Short problem: Lines before the one containing "Task: tag the white" are excluded; reproduce that line and all lines after it in the entries below, exactly.

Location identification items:
*-*-*
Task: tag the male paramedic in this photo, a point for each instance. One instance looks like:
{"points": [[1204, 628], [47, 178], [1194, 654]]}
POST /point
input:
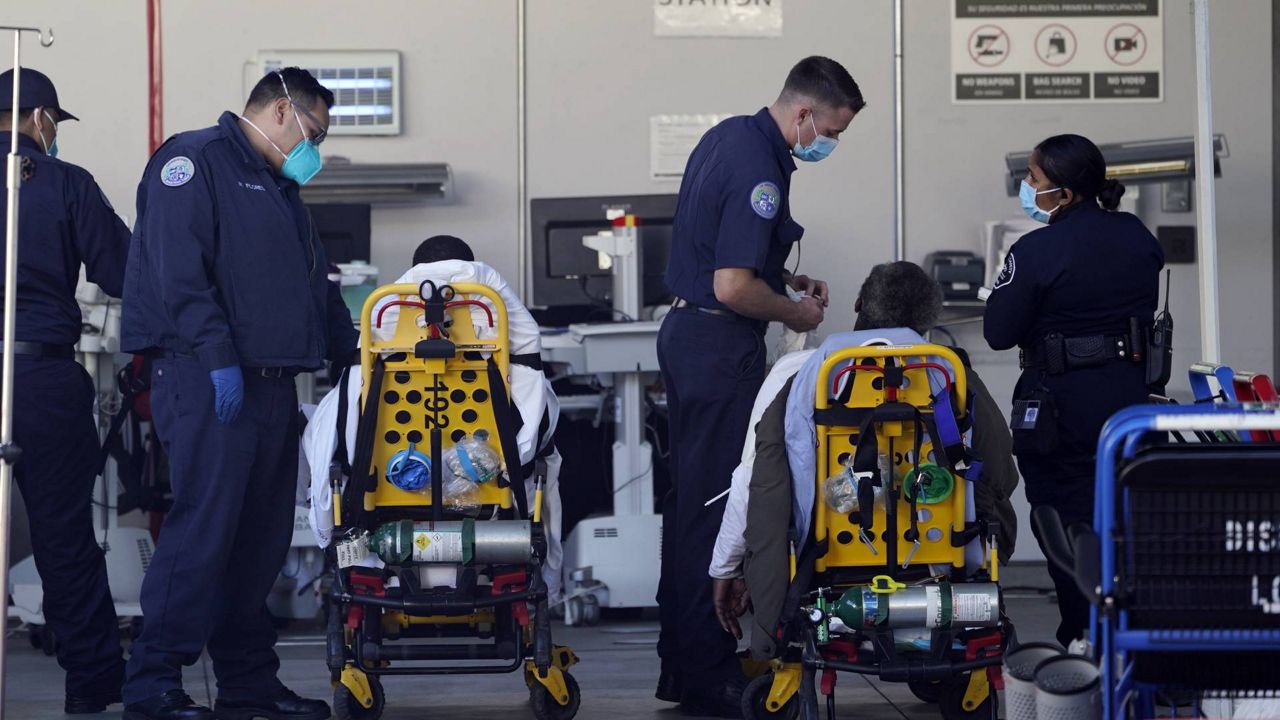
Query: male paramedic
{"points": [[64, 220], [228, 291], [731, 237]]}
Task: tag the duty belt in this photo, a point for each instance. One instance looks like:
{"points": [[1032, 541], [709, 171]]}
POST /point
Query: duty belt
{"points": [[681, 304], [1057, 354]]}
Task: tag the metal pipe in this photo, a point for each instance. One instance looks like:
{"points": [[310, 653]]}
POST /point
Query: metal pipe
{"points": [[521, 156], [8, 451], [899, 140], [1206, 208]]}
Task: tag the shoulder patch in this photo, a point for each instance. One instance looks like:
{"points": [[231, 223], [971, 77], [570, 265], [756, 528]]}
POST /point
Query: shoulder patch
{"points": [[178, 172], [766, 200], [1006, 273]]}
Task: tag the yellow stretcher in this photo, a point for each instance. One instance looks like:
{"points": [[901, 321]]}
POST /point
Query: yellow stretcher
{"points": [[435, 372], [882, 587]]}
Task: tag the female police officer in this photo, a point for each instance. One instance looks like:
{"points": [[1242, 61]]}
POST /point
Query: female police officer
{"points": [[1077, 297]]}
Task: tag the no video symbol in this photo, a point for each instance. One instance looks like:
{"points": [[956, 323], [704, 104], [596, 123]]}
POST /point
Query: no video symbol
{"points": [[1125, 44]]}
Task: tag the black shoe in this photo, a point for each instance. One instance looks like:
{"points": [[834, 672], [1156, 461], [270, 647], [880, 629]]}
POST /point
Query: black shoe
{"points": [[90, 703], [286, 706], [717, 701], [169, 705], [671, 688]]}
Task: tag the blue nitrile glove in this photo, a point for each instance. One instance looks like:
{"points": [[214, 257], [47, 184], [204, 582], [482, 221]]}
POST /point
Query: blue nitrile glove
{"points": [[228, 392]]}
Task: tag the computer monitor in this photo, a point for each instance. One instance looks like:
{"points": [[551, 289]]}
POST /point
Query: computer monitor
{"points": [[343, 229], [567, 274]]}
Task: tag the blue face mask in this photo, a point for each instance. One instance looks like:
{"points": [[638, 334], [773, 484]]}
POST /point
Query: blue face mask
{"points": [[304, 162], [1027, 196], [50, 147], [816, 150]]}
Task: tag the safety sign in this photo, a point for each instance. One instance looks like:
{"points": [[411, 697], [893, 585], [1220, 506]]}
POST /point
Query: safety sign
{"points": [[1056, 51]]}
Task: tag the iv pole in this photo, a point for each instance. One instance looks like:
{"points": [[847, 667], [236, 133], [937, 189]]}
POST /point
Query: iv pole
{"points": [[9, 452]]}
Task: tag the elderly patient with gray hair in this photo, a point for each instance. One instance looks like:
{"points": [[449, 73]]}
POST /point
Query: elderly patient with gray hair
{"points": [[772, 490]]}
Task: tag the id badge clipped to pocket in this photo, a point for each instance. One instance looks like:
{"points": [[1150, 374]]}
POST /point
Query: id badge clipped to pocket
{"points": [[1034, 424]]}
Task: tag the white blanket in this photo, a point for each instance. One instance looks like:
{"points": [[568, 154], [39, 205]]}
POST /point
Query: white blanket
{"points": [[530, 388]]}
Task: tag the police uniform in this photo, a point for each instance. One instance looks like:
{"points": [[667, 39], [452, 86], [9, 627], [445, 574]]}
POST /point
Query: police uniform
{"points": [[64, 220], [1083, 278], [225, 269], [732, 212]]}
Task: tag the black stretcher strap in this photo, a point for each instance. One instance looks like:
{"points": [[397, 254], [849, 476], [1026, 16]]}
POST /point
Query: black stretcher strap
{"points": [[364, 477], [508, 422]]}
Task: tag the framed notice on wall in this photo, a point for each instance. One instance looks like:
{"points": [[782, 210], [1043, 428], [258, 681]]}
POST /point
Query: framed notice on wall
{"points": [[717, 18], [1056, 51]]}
*-*-*
Output for this task:
Task: tag the white blanket in this photo, a point for each instance. One instance looks like:
{"points": [[568, 154], [39, 205]]}
POST /point
Query: white blanket
{"points": [[530, 388]]}
Task: tag the police uniform in this photo, a point for each instance. One instance looks like:
{"points": [[667, 39], [452, 86], [9, 627], [445, 574]]}
POST /point
Query: police uniform
{"points": [[64, 220], [1083, 278], [225, 269], [732, 212]]}
Task: tag the black stretcher strap in this photo, a point for each instance. One instance looks like:
{"points": [[397, 254], [849, 476], [1026, 16]]}
POST /point
Query: black stretcher strap
{"points": [[364, 477], [508, 422]]}
Task: tag the framed notice on wall in this photo, a point for each instance. One instance looks like:
{"points": [[782, 210], [1043, 428], [258, 681]]}
POST /point
Query: framed notice on wall
{"points": [[717, 18], [1056, 51]]}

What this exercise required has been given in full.